Work to complete => Set every entry down again exactly, omitting none.

Raw data =>
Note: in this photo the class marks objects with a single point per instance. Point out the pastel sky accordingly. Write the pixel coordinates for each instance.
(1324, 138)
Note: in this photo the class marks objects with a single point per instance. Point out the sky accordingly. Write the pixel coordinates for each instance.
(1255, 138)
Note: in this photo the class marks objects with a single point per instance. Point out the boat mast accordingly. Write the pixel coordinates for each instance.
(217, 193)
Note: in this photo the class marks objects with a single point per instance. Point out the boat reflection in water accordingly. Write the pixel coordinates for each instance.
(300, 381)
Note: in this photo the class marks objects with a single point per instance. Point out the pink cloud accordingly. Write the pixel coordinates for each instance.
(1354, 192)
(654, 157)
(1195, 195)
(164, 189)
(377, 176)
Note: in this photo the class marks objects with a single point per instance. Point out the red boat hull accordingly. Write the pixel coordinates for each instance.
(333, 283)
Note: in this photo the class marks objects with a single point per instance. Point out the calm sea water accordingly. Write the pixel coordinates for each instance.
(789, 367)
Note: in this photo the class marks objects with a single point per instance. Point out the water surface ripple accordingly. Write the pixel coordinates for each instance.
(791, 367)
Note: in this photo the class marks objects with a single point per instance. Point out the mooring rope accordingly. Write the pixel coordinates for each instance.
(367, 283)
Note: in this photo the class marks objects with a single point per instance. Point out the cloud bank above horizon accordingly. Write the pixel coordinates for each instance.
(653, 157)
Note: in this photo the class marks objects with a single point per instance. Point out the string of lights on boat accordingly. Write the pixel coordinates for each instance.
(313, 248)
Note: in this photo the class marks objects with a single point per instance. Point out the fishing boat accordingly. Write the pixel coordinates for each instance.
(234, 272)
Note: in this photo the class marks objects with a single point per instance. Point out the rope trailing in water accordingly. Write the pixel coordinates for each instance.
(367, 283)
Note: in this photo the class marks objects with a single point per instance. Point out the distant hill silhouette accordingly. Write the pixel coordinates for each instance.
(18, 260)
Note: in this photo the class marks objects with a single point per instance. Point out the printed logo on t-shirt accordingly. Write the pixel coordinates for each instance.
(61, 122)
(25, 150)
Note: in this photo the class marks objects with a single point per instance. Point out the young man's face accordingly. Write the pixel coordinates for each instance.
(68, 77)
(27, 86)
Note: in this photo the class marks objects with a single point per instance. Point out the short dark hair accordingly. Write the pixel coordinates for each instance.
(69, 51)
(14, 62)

Output =>
Note: in this photo the class marks objects with a single point per instance. Point out the pastel sky accordingly. Write the pixel coordinates for each instance.
(1324, 138)
Note: in this photo the class marks objects with a single point per instance. Point out the sky accordingly. Write the pixel coordinates for each instance.
(1255, 138)
Note: in this photo the class marks objects with a single point per instance. Point out the boat mast accordingly. Write the pixel coordinates for each instance.
(217, 193)
Note: in this photo the class marks objects with a single point per instance. Point out the boat reflection in water accordingly. Write the pixel coordinates for each instance.
(300, 381)
Note: in this photo the class marks objects with a single point per instance. Point out the pink cloud accordingly. Write the pixel coordinates for each instance.
(1354, 192)
(654, 157)
(1195, 195)
(164, 189)
(377, 176)
Note: in this photo the class marks objects with a single point per instance. Point out the red boat hull accordingly. Write the pixel coordinates for each instance.
(333, 283)
Note: in this photo the class marks objects with a single point per instance. Point out the calm sea water accordingly. Write the pixel coordinates for each instance.
(789, 367)
Note: in this photo the class marks objects with a single point per instance. Point out the water surface ripple accordingly. Write the pixel coordinates for each instance.
(791, 367)
Note: in this photo the class marks objects with a single point per instance. Point out the mooring rope accordingly. Write the pixel coordinates for each instance.
(367, 283)
Note: in this photo the class marks objects with a single point per instance. Point out the cloud bank above horizon accordingly. Write the pixel coordinates for each instance.
(653, 157)
Note: in this photo the class marks objects with a single point per instance. Point out the string of lights on boat accordingly. Write the pixel coordinates for each instance.
(313, 248)
Note: in this photo the class marks objects with a single point per instance. Point out the fishing boat accordingly. Write the pixel coordinates for each instance.
(234, 272)
Note: in this photo the class marks objects with a single point per instance. Point out the rope trailing in water accordingly. Write the pixel coordinates for each instance.
(367, 283)
Note: in this photo the class marks objects with a single point per instance. Point out the distant hill silhouette accordingly. Write the pixel coordinates for each instance.
(18, 260)
Note: in this photo the class marks objects with a single point per instance. Point out the printed logo on t-shirt accordingly. Write the pixel coordinates for each instance.
(61, 122)
(25, 150)
Note: in this photo the class marks objects with a single point per instance. Point out the young man's face accordingly. Write the pixel coordinates for each instance.
(68, 77)
(27, 86)
Note: in this photo the class marks objects with a single point per instance. Point out the short dark hair accordingly. Write the pixel coordinates for each instance.
(69, 51)
(14, 62)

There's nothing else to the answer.